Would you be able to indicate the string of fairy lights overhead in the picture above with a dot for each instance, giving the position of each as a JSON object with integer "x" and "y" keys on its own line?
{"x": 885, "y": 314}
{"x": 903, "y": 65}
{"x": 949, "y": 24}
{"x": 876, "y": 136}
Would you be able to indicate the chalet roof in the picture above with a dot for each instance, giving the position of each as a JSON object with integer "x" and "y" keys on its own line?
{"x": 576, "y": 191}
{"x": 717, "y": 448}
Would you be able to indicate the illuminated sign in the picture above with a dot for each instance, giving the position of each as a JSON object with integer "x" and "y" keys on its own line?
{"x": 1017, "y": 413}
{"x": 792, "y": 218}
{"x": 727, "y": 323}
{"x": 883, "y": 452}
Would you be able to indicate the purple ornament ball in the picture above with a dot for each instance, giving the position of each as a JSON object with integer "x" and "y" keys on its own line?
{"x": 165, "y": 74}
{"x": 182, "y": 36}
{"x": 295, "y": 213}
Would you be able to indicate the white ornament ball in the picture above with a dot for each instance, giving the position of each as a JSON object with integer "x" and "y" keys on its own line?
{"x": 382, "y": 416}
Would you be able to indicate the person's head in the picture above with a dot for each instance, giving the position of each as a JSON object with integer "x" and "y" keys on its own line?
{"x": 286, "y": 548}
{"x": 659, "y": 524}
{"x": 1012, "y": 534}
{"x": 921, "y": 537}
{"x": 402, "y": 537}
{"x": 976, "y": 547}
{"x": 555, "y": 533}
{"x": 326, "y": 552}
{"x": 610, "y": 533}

****************************************

REQUIREMENT: Please set down each line of the records exactly as given.

SOLUTION TO THIS EXERCISE:
Would you be able to indicate the string of fairy lights overhead in the picture above with a dot for each instance, giving the position of each as a JSON object with integer "x" and "y" keys on its own line?
{"x": 885, "y": 314}
{"x": 903, "y": 65}
{"x": 949, "y": 24}
{"x": 876, "y": 136}
Would you be able to indicate the chalet roof in the picture above with a dot for each instance, giving the position of each as a JSON object with integer "x" and "y" keys on its own line?
{"x": 576, "y": 191}
{"x": 717, "y": 448}
Would you be able to indicate the illuminated sign in the picture above with a dot for each instance, giving the position of each as a JSON object with integer "x" and "y" keys on its own line?
{"x": 1017, "y": 413}
{"x": 792, "y": 218}
{"x": 727, "y": 323}
{"x": 883, "y": 452}
Would you be able to indicate the purple ornament ball in the picture above with a dot for each instance, giving the position of each as a JSON object with integer "x" and "y" keys on its own line?
{"x": 165, "y": 74}
{"x": 182, "y": 36}
{"x": 295, "y": 213}
Would you be able to indicate the white ornament ball in the picture above with a dot for each instance, giving the position of each as a JSON object with integer "x" and "y" keys on its own line?
{"x": 382, "y": 416}
Would you be able to indicate the person's head in the picture above with a dot for each instance, giving the position of each as a JSON object with integer "x" and "y" keys on its own line?
{"x": 286, "y": 548}
{"x": 659, "y": 524}
{"x": 1012, "y": 534}
{"x": 921, "y": 537}
{"x": 402, "y": 537}
{"x": 976, "y": 547}
{"x": 555, "y": 533}
{"x": 326, "y": 552}
{"x": 610, "y": 533}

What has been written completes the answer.